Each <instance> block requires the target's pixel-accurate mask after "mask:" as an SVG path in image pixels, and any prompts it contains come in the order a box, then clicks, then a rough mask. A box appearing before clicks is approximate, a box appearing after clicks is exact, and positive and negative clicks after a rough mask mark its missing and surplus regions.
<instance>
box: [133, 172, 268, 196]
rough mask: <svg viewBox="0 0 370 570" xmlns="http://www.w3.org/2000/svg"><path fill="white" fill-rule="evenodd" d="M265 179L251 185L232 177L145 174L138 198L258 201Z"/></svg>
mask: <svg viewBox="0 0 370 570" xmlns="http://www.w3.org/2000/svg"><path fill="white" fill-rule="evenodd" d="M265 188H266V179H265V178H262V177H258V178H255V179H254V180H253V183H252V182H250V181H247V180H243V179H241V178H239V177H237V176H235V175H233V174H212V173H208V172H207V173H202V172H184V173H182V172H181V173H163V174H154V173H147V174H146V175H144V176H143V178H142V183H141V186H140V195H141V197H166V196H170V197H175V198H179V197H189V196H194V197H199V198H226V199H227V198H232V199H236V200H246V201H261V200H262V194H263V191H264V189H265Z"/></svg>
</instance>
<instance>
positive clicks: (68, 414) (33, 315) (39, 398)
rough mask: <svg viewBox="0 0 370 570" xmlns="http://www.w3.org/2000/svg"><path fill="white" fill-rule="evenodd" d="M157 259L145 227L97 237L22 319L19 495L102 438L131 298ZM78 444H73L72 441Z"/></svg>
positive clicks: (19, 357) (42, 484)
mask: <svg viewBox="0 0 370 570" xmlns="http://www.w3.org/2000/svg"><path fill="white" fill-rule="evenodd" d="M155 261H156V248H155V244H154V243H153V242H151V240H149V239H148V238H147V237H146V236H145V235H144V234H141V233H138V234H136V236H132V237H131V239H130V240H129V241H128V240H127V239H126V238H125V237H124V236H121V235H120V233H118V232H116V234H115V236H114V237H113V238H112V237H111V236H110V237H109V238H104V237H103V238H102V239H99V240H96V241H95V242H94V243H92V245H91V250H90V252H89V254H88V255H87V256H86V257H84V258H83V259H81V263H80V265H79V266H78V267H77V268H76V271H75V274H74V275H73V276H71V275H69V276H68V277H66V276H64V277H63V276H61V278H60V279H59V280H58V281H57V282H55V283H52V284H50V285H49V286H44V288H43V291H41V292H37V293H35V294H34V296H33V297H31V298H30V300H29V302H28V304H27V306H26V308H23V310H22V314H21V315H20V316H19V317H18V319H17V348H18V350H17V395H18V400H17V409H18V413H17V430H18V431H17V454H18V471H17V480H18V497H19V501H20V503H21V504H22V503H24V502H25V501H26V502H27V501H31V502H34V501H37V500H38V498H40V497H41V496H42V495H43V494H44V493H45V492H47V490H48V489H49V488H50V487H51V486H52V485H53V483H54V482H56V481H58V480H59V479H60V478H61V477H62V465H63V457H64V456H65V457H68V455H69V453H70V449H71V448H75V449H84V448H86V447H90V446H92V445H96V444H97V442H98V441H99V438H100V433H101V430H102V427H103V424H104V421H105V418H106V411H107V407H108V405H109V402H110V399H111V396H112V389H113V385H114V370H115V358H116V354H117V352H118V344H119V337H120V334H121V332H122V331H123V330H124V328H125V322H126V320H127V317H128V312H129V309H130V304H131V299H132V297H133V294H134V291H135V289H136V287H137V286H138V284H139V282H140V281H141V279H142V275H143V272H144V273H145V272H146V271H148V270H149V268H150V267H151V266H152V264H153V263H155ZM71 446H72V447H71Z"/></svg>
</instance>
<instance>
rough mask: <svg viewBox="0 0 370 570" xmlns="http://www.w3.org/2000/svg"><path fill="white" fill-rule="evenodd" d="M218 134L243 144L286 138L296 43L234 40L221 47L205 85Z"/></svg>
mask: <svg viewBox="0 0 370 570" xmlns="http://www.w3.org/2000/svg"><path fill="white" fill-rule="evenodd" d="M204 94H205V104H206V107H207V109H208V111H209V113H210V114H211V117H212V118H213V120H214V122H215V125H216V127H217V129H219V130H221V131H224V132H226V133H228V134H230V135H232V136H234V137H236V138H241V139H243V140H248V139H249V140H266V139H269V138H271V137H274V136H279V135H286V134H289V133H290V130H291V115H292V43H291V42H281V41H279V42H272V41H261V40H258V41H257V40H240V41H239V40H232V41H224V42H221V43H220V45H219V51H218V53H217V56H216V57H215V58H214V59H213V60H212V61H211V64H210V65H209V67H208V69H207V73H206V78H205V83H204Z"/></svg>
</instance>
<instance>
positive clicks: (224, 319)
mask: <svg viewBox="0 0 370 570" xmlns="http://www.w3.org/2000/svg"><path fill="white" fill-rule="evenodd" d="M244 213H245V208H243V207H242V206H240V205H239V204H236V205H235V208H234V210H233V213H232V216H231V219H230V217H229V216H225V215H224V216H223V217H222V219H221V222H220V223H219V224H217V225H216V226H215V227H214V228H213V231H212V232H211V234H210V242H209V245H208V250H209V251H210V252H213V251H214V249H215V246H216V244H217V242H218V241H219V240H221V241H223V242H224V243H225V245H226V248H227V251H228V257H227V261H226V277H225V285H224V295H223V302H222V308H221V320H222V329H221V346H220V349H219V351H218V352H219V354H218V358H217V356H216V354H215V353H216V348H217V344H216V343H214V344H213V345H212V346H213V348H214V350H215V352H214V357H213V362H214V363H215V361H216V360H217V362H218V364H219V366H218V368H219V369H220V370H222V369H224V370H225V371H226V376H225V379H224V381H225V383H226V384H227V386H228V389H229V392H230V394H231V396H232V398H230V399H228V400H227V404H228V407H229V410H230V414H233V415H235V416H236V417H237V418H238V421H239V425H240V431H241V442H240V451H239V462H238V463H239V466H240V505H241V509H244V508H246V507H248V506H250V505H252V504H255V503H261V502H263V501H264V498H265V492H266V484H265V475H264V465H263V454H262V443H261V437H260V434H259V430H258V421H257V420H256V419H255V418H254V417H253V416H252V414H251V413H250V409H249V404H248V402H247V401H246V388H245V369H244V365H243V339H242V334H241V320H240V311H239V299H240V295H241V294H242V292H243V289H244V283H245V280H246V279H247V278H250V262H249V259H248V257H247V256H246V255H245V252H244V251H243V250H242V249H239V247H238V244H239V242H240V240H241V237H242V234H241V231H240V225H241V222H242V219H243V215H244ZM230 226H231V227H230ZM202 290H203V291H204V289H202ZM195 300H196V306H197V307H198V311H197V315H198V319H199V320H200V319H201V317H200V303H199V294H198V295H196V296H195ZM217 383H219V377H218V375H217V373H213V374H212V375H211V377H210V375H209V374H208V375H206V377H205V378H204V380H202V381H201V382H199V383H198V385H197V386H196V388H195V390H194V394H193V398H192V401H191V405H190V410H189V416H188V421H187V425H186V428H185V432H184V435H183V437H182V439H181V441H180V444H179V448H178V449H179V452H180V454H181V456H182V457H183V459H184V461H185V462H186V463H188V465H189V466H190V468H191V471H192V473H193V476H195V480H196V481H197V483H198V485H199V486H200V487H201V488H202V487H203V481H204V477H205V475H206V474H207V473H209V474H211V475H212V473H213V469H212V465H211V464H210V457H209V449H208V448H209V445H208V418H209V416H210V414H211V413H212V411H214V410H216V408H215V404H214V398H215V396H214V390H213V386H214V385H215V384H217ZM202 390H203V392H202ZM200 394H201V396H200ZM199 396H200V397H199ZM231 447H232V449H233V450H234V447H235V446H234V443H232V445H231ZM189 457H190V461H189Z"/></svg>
#####
Please transcribe each of the entries, exactly as written.

Each <instance> block requires the target's pixel-accurate mask after "mask:" as an SVG path in image pixels, and any prompts it contains come in the order a box, then clicks, then a rough mask. A box appearing before clicks is approximate, a box appearing after clicks is exact, and positive and negative clicks after a rough mask mark its missing and surplus regions.
<instance>
box: [133, 172, 268, 196]
rough mask: <svg viewBox="0 0 370 570" xmlns="http://www.w3.org/2000/svg"><path fill="white" fill-rule="evenodd" d="M265 179L251 185L232 177L145 174L138 198L258 201Z"/></svg>
mask: <svg viewBox="0 0 370 570" xmlns="http://www.w3.org/2000/svg"><path fill="white" fill-rule="evenodd" d="M265 188H266V179H265V178H262V177H258V178H255V179H254V180H253V183H252V182H250V181H247V180H243V179H241V178H239V177H237V176H235V175H233V174H212V173H208V172H207V173H202V172H184V173H182V172H181V173H163V174H154V173H147V174H146V175H144V176H143V178H142V183H141V186H140V195H141V197H166V196H170V197H175V198H179V197H189V196H194V197H199V198H226V199H227V198H232V199H236V200H246V201H261V200H262V194H263V191H264V189H265Z"/></svg>
</instance>
<instance>
positive clicks: (68, 414) (33, 315) (39, 398)
rough mask: <svg viewBox="0 0 370 570" xmlns="http://www.w3.org/2000/svg"><path fill="white" fill-rule="evenodd" d="M157 259L145 227L97 237L22 319L19 495L102 438L131 298ZM78 444H73L72 441Z"/></svg>
positive clicks: (19, 357) (42, 484)
mask: <svg viewBox="0 0 370 570" xmlns="http://www.w3.org/2000/svg"><path fill="white" fill-rule="evenodd" d="M155 261H156V248H155V244H154V243H153V242H151V240H149V239H148V238H147V237H146V236H145V235H144V234H141V233H138V234H136V236H132V237H131V239H130V240H129V241H128V240H127V239H126V238H125V237H124V236H121V235H120V233H118V232H116V234H115V236H114V237H113V238H112V237H111V236H110V237H109V238H104V237H103V238H102V239H99V240H96V241H95V242H94V243H92V245H91V250H90V252H89V254H88V255H87V256H86V257H84V258H83V259H81V263H80V265H79V266H78V267H77V268H76V271H75V274H74V275H73V276H71V275H69V276H68V277H66V276H64V277H63V276H61V278H60V279H59V280H58V281H57V282H55V283H52V284H50V285H49V286H44V288H43V291H41V292H37V293H35V294H34V296H33V297H31V298H30V300H29V302H28V304H27V306H26V308H23V310H22V314H21V315H20V316H19V317H18V319H17V348H18V350H17V395H18V400H17V409H18V413H17V430H18V431H17V454H18V471H17V480H18V497H19V501H20V503H21V504H22V503H24V502H25V501H26V502H27V501H31V502H34V501H37V500H38V498H40V497H41V496H42V495H43V494H44V493H45V492H47V490H48V489H49V488H50V487H51V486H52V485H53V483H54V482H56V481H58V480H59V479H60V478H61V477H62V465H63V457H64V456H65V457H68V455H69V453H70V449H71V448H75V449H84V448H86V447H90V446H92V445H96V444H97V442H98V441H99V438H100V433H101V430H102V427H103V424H104V421H105V418H106V411H107V407H108V405H109V402H110V399H111V396H112V389H113V385H114V370H115V358H116V354H117V352H118V344H119V337H120V334H121V332H122V331H123V330H124V328H125V322H126V320H127V317H128V312H129V309H130V304H131V299H132V297H133V294H134V291H135V289H136V287H137V286H138V284H139V282H140V281H141V279H142V275H143V272H144V273H145V272H146V271H148V270H149V268H150V267H151V266H152V264H153V263H155ZM71 446H72V447H71Z"/></svg>
</instance>
<instance>
rough mask: <svg viewBox="0 0 370 570" xmlns="http://www.w3.org/2000/svg"><path fill="white" fill-rule="evenodd" d="M218 134L243 144L286 138L296 43L234 40L221 47L205 85Z"/></svg>
mask: <svg viewBox="0 0 370 570" xmlns="http://www.w3.org/2000/svg"><path fill="white" fill-rule="evenodd" d="M204 94H205V104H206V107H207V109H208V111H209V113H210V114H211V117H212V118H213V120H214V122H215V125H216V127H217V129H219V130H221V131H224V132H226V133H228V134H230V135H232V136H234V137H236V138H241V139H243V140H248V139H249V140H266V139H269V138H271V137H274V136H279V135H286V134H289V133H290V130H291V115H292V43H291V42H281V41H279V42H272V41H261V40H258V41H257V40H240V41H239V40H232V41H224V42H221V43H220V45H219V51H218V53H217V56H216V57H215V58H214V59H213V60H212V61H211V64H210V65H209V67H208V69H207V73H206V78H205V83H204Z"/></svg>
</instance>
<instance>
positive clicks: (224, 319)
mask: <svg viewBox="0 0 370 570" xmlns="http://www.w3.org/2000/svg"><path fill="white" fill-rule="evenodd" d="M244 213H245V208H243V207H242V206H240V205H239V204H236V205H235V208H234V210H233V213H232V216H231V219H230V217H229V216H225V215H224V216H223V217H222V219H221V222H220V223H219V224H217V225H216V226H215V227H214V228H213V231H212V232H211V234H210V242H209V245H208V250H209V251H210V252H213V251H214V249H215V246H216V244H217V242H218V241H219V240H221V241H223V242H224V243H225V245H226V248H227V251H228V257H227V261H226V277H225V285H224V295H223V302H222V308H221V320H222V329H221V346H220V349H219V351H218V352H219V354H218V358H217V356H216V354H215V353H216V348H217V344H216V343H214V344H213V345H212V346H213V348H214V350H215V352H214V357H213V362H214V363H215V361H216V360H217V362H218V364H219V366H218V368H219V369H220V370H222V369H224V370H225V371H226V376H225V379H224V381H225V383H226V384H227V386H228V389H229V392H230V394H231V396H232V398H230V399H228V400H227V404H228V407H229V410H230V414H233V415H235V416H236V417H237V418H238V421H239V425H240V431H241V442H240V451H239V462H238V463H239V466H240V505H241V509H244V508H246V507H248V506H250V505H252V504H255V503H261V502H263V501H264V498H265V492H266V484H265V475H264V465H263V454H262V443H261V437H260V434H259V430H258V421H257V420H256V419H255V418H254V417H253V416H252V414H251V413H250V409H249V404H248V402H247V401H246V388H245V369H244V365H243V339H242V334H241V320H240V311H239V299H240V295H241V294H242V292H243V289H244V283H245V280H246V279H247V278H250V262H249V259H248V257H247V256H246V255H245V252H244V251H243V250H242V249H239V247H238V244H239V242H240V240H241V237H242V234H241V231H240V225H241V222H242V219H243V215H244ZM230 226H231V227H230ZM202 290H203V291H204V289H202ZM195 300H196V306H197V307H198V311H197V315H198V319H199V320H200V319H201V317H200V303H199V294H198V295H196V296H195ZM217 383H219V377H218V375H217V373H213V374H212V375H211V377H210V375H209V374H208V375H206V377H205V378H204V380H202V381H201V382H199V383H198V385H197V386H196V388H195V390H194V394H193V398H192V401H191V405H190V410H189V416H188V421H187V425H186V428H185V432H184V435H183V437H182V439H181V441H180V444H179V448H178V449H179V452H180V454H181V456H182V457H183V459H184V461H185V462H186V463H188V465H189V466H190V468H191V471H192V473H193V476H195V480H196V481H197V483H198V485H199V486H200V487H201V488H202V487H203V481H204V477H205V475H206V474H207V473H209V474H211V475H212V473H213V469H212V465H211V464H210V457H209V449H208V448H209V445H208V418H209V416H210V414H211V413H212V411H214V410H216V408H215V404H214V398H215V396H214V390H213V386H214V385H215V384H217ZM202 390H203V392H202ZM200 394H201V396H200ZM199 396H200V397H199ZM231 447H232V449H233V450H234V447H235V446H234V443H232V445H231ZM189 457H190V461H189Z"/></svg>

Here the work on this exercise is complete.